- **TASK OBJECTIVE**
From the data underneath, reproduce exactly the stretch that begins at the line with "box: [946, 746, 1143, 898]" and ends after the line with "793L1106 784L1084 776V766L1061".

________________________

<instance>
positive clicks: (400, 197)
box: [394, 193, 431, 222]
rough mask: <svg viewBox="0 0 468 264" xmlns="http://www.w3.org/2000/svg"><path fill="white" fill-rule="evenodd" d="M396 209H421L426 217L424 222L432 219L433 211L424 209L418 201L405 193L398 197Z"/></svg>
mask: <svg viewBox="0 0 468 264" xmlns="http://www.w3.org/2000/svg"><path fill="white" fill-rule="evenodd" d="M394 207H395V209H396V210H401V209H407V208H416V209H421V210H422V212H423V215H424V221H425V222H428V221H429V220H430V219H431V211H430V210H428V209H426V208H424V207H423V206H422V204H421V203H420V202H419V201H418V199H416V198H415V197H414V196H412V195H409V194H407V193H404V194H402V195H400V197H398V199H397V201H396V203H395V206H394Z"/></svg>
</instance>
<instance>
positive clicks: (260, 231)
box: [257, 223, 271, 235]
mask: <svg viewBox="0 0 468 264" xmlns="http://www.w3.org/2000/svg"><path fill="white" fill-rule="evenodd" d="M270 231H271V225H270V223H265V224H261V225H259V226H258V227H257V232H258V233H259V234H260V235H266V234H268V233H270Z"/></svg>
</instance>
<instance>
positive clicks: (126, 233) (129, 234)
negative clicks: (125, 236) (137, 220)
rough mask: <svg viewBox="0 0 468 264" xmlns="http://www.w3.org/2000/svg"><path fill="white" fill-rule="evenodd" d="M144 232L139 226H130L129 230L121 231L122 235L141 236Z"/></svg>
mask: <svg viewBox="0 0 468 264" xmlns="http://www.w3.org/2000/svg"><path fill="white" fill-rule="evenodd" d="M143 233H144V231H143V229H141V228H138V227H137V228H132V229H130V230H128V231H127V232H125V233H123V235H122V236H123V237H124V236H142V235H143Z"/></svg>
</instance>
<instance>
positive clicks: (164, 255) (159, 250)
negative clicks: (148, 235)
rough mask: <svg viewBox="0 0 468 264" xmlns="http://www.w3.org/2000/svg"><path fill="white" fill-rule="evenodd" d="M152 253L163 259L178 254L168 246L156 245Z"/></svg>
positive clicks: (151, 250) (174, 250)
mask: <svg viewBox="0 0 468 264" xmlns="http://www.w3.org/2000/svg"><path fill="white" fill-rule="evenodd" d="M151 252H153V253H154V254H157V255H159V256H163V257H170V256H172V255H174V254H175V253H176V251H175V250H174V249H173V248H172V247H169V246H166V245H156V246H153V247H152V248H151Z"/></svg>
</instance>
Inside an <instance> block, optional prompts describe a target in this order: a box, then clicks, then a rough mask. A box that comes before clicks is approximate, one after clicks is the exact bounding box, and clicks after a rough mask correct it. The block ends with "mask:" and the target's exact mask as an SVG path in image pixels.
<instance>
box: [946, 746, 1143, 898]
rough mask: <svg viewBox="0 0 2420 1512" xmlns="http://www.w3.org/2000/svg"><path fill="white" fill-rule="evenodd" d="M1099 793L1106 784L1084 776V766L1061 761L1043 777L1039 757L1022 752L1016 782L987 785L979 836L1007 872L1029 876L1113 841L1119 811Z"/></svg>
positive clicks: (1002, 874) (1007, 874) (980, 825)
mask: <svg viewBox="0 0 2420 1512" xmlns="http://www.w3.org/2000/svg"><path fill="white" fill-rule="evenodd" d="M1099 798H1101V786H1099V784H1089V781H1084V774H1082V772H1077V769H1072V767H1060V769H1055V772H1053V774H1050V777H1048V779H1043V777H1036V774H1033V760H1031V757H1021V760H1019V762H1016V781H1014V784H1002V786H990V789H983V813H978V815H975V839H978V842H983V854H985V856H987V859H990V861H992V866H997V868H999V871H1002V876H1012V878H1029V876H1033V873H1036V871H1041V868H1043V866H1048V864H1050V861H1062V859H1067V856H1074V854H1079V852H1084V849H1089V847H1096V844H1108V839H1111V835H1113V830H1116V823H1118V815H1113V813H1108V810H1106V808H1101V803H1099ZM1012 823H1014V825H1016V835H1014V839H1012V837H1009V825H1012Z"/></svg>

________________________

- **ANSWER BELOW**
box: [946, 746, 1143, 898]
rough mask: <svg viewBox="0 0 2420 1512" xmlns="http://www.w3.org/2000/svg"><path fill="white" fill-rule="evenodd" d="M1099 793L1106 784L1084 776V766L1061 761L1043 777L1039 757L1022 752L1016 782L987 785L979 836L1007 872L1029 876L1113 841L1119 811Z"/></svg>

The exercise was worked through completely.